From the hilarious xkcd: "a webcomic of romance, sarcasm, math and language." Extremely nerdy and geeky yet very funny. One of my faves.
The concept of "purity" is something of an inside joke in science, and I've never quite understood it. Mostly it refers to the difference between fundamental concepts or knowledge and research for its own sake, and practical, applicable science that solves problems. Both are necessary, though pure science often gets a bum rap from non-scientists for being "ivory tower" precisely because it doesn't immediately solve a pressing problem. What many non-scientists don't understand is that the fundamental explanations have to be there first, e.g., you can't make a successful lighter than air craft until you know what substances are lighter than air.
But purity also refers to the degree of solid factuality in your data: how big the margins of error are, how elegant the experiment, how tidy the solution, how much it stands aloof from whether or not it fits with your preconceived notions, how much it just is. The idea originally arose from the Enlightenment's desire to free itself from superstition and magic in the nascent development of the scientific method, particularly the separation of alchemy from chemistry. I suspect that what it really springs from is the rational mind's horror of baser human qualities like greed, ambition, and the desire for praise and respect, as well as skepticism about the supernatural. The more rational your data, i.e., the less tainted by the messy unpredictability of human emotions, needs, or desires, the more pure the science, supposedly.

▶ _WORK TO COMPLETE_
1. Rewrite the part of the passage on scientific purity that opens with the words containing "But purity also" and closes with "the science, supposedly.", replacing "skepticism" with "doubt".
2. Continue the passage on scientific purity from the point where it stops.

▶ _PROVIDED MATERIAL_
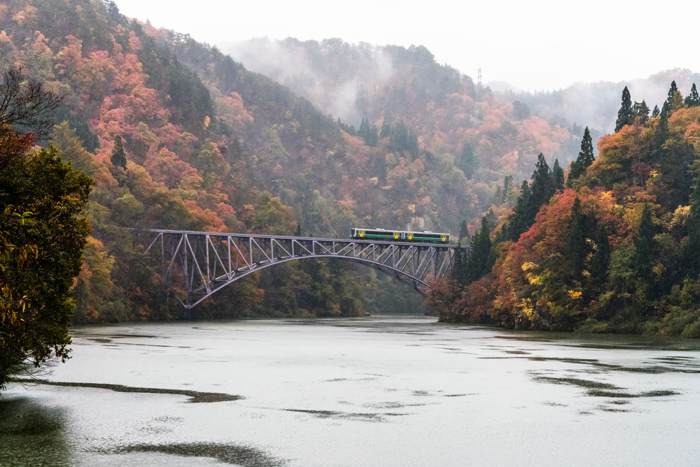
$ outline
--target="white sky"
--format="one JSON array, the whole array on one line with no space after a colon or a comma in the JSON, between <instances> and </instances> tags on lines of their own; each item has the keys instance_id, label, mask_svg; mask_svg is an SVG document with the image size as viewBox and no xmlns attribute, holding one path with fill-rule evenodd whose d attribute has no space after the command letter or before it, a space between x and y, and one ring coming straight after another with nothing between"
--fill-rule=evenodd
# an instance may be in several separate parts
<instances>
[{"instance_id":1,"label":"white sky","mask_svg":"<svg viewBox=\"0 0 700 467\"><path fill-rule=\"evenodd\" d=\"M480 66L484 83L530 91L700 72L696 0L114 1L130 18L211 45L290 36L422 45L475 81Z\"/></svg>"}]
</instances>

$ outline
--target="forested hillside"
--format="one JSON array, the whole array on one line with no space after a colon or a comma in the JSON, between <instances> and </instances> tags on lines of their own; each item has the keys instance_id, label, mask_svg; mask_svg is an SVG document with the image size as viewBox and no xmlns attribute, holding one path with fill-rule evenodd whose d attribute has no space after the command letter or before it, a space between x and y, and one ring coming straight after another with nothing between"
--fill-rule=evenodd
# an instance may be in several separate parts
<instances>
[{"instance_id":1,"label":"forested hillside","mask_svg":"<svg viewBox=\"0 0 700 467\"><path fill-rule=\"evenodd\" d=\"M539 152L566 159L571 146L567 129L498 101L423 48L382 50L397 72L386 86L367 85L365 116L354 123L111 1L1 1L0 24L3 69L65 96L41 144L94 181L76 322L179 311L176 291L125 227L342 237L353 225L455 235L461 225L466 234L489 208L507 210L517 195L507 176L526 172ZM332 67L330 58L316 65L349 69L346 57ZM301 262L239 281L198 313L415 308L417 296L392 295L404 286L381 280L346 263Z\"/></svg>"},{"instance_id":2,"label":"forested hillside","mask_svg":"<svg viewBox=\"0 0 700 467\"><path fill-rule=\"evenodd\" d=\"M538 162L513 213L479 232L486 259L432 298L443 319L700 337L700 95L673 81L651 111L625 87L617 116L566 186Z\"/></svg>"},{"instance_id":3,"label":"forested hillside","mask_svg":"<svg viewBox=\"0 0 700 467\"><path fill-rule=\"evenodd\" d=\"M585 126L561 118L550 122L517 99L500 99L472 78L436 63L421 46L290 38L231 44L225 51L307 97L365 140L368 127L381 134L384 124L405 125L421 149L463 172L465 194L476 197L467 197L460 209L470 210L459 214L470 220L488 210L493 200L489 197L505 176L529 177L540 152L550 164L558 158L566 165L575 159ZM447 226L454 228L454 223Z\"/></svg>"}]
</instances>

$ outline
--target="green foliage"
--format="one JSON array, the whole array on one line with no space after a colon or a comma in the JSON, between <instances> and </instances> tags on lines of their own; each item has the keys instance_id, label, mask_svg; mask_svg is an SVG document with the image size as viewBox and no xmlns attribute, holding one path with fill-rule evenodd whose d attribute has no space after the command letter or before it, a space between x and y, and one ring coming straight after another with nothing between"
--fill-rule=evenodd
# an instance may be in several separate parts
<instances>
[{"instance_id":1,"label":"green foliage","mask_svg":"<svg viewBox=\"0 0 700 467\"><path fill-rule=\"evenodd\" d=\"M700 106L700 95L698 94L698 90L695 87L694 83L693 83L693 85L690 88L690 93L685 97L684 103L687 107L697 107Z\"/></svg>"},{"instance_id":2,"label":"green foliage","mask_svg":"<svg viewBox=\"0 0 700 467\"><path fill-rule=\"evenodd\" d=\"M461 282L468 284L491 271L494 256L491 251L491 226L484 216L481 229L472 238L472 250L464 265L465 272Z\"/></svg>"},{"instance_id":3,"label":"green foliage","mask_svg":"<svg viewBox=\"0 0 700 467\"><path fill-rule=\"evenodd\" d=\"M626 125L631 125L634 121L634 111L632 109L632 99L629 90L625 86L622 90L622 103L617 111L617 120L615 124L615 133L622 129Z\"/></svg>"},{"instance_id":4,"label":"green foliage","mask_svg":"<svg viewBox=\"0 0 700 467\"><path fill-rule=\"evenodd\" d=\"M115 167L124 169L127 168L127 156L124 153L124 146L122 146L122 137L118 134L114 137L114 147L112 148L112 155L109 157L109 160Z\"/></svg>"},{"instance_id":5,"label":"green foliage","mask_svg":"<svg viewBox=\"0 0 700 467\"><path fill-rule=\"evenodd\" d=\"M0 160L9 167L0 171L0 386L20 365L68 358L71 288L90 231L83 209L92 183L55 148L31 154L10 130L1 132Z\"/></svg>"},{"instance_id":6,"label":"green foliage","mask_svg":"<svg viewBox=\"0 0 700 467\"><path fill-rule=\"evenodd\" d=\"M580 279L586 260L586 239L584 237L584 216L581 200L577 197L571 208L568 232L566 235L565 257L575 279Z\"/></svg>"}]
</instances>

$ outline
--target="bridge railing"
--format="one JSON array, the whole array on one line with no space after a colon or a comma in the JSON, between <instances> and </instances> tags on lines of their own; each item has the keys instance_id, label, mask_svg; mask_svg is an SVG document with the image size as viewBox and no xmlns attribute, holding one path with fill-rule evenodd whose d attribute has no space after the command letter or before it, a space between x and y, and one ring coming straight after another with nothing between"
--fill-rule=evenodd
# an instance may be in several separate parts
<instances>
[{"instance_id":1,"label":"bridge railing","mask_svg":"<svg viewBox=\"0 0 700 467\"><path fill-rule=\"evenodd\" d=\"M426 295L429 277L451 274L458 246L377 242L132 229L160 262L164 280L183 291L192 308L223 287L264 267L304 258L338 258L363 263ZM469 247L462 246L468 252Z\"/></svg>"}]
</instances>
---
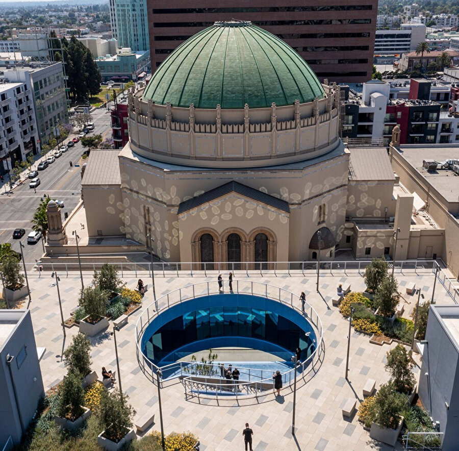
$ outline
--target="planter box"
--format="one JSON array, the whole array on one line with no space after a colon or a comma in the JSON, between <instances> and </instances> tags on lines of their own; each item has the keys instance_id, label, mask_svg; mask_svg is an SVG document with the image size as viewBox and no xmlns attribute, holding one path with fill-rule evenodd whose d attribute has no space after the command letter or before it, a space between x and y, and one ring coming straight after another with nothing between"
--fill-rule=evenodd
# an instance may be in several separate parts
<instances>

▶ _RESPONSES TO THE EXERCISE_
1.
But purity also refers to the degree of solid factuality in your data: how big the margins of error are, how elegant the experiment, how tidy the solution, how much it stands aloof from whether or not it fits with your preconceived notions, how much it just is. The idea originally arose from the Enlightenment's desire to free itself from superstition and magic in the nascent development of the scientific method, particularly the separation of alchemy from chemistry. I suspect that what it really springs from is the rational mind's horror of baser human qualities like greed, ambition, and the desire for praise and respect, as well as doubt about the supernatural. The more rational your data, i.e., the less tainted by the messy unpredictability of human emotions, needs, or desires, the more pure the science, supposedly.

2.
Sociology is the poor cousin in the crowd precisely because it studies human behavior and tries to quantify it, with varying levels of success. Sociology's main problem is that it taints the data just through observation; by definition, it's really hard to solve a problem when you are part of the subset being studied, e.g., humanity. But even physicists and mathematicians who deal with the most rational and rarefied of realms, pure mathematical theory, are influenced by their emotions, whether they like it or not. There wouldn't be as much rancor and infighting as there is, otherwise. Sure, desire for money to fund one's projects is a noble motive, but still, the competition can get amazingly cut-throat and sometimes downright nasty. James Watson's The Double Helix about the race to discover DNA, is a classic example of how emotions drive science. Not to mention the rampant misogyny in many scientific disciplines. Whether they like it or not, science is a human endeavor and will always be affected by human behavior, however pure the data.
(An amusing aside, apropos of nothing: if you Google "string theory," your browser tab will read "g string theory" with the "g" logo of Google in front of your search subject. And how lovely that Randal Munroe's mathematician in this comic is female.)